Dernière mise à jour : 4 oct. 2022


Rhum de madère

L’île de Madère est en passe de devenir un nouveau terroir de rhum, probablement l’un des plus proches de l’Europe. Cette zone autonome rattachée au Portugal offre en effet un sol volcanique et un climat subtropical très propices à la culture de la canne. Mais revenons au début de l'histoire...


Le premier moulin à canne à sucre (Engenho) a été recensé en 1452. C'était un moulin à eau, comme la majorité des autres moulins qui ont été construit, car le relief et les cours d'eau de l'île se prêtaient particulièrement bien à cette technologie. L'activité sucrière a connu très vite une croissance fulgurante : on dénombrait au moins 14 moulins à eau en 1496 et au moins deux fois plus à la fin du XVIè siècle. La concurrence de la betterave au XVIIIè siècle a porté un sérieux coup à la filière avant que la science n'entre en jeu à la fin de ce même siècle en introduisant la machine à vapeur plus performante, puis au cours du XIXè siècle en améliorant la qualité, la résistance et les rendements de la canne à sucre.

L'aguardente (eau-de-vie) fut dans un premier temps marginale puisque la culture de la canne était presque intégralement dédiée au sucre. La mention d'un aguardenteiro, faiseur d’eau-de-vie, apparait pour la première fois dans les archives en 1649. Certains affirment cependant que la distillation de mélasse existait sur l'île bien avant cela. La première référence à une distillerie remonte à 1667 avec la trace d'une vente : le couvent de Santa Clara a vendu un alambic en cuivre au marchand Manuel da Fonseca.


Rhum Portugal

Plus tard, au XVIIIè siècle, l'aguardente (eau de vie) a été beaucoup utilisée pour fortifier le vin de Madère (les vins fortifiés reçoivent une portion d'eau-de-vie au moment de la fermentation comme les vins de porto) ce qui a engendré quelques conflits d'intérêts. En effet, à l'époque, on utilisait principalement des eaux-de-vie de vin Portugais ou encore du Cognac. La concurrence de l'aguardente était donc un cailloux dans la chaussure pour les distillateurs et négociants traditionnels. Le Cognac était plus cher, mais de bien meilleure qualité que l'aguardente, raison pour laquelle les producteurs on tenté de monter en qualité pour le concurrencer. Grace à des aides de l'Etat, on voit donc apparaitre au début du XIXè siècle des alambics de Cognac.
◇ ◇ ◇ ◇ ◇ ◇ ◇
Consigne a:
Dans les enregistrements, renommez « white kayak » en « red kayak » entre la ligne contenant « Given the photograph above, point out the white » et celle contenant « Target: white kayak », incluses, puis redonnez ces lignes sans aucune autre modification.
◇ ◇ ◇ ◇ ◇ ◇ ◇
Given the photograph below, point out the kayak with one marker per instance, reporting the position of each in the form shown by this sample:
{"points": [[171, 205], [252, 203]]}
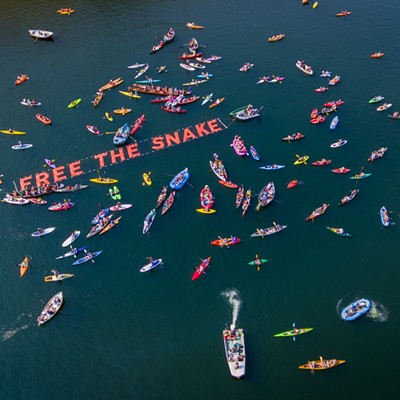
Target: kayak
{"points": [[88, 257], [294, 332], [74, 103], [151, 265], [58, 277], [21, 146], [12, 132], [23, 267], [338, 231], [72, 252], [201, 268], [114, 193], [41, 232], [74, 235]]}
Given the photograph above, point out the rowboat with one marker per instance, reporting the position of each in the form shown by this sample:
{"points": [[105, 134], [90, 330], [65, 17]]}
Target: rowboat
{"points": [[341, 170], [152, 264], [148, 221], [246, 112], [226, 242], [384, 214], [21, 146], [304, 67], [111, 84], [40, 34], [131, 94], [294, 332], [235, 351], [268, 231], [218, 168], [71, 238], [317, 212], [88, 257], [21, 78], [321, 364], [338, 231], [376, 99], [347, 199], [180, 179], [192, 25], [266, 195], [51, 309], [23, 267], [275, 38], [339, 143], [61, 206], [200, 270], [239, 146], [41, 232], [57, 277], [294, 136], [74, 103], [73, 252], [334, 123], [355, 310], [42, 118], [122, 135], [168, 202]]}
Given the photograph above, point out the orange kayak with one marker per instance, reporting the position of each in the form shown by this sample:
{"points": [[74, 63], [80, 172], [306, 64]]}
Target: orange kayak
{"points": [[23, 267], [21, 78], [43, 119]]}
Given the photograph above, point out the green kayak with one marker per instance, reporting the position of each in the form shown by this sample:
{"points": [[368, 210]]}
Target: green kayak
{"points": [[258, 261], [293, 332]]}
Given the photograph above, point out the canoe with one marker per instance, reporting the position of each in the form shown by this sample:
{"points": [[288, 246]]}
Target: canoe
{"points": [[74, 103], [21, 146], [23, 267], [89, 257], [151, 265], [73, 252], [320, 365], [71, 238], [294, 332], [12, 132], [42, 118], [338, 231], [235, 351], [57, 278], [51, 309], [355, 310], [200, 270], [104, 181], [41, 232], [147, 179], [384, 214]]}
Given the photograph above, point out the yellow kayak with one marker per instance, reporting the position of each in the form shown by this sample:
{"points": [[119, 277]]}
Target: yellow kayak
{"points": [[147, 179], [12, 132], [130, 94]]}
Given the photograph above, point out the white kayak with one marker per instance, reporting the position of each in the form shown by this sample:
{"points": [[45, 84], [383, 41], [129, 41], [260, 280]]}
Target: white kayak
{"points": [[41, 232], [74, 235], [120, 207], [151, 265]]}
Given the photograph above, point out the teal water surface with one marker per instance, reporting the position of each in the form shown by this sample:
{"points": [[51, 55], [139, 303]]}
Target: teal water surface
{"points": [[126, 335]]}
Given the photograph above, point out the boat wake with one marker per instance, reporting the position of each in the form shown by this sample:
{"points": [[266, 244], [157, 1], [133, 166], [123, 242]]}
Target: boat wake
{"points": [[232, 296], [8, 331]]}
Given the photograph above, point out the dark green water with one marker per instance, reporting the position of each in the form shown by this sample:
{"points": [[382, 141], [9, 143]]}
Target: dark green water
{"points": [[126, 335]]}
◇ ◇ ◇ ◇ ◇ ◇ ◇
Consigne b:
D'après le texte sur le rhum de Madère, en quelle année le premier moulin à canne à sucre de l'île a-t-il été recensé ?

Réponse a:
Given the photograph above, point out the red kayak with one marker per instance, reporting the position of each in the form shown by this sample:
{"points": [[45, 84], [383, 41], [129, 41], [260, 280]]}
Target: red kayak

Réponse b:
En 1452.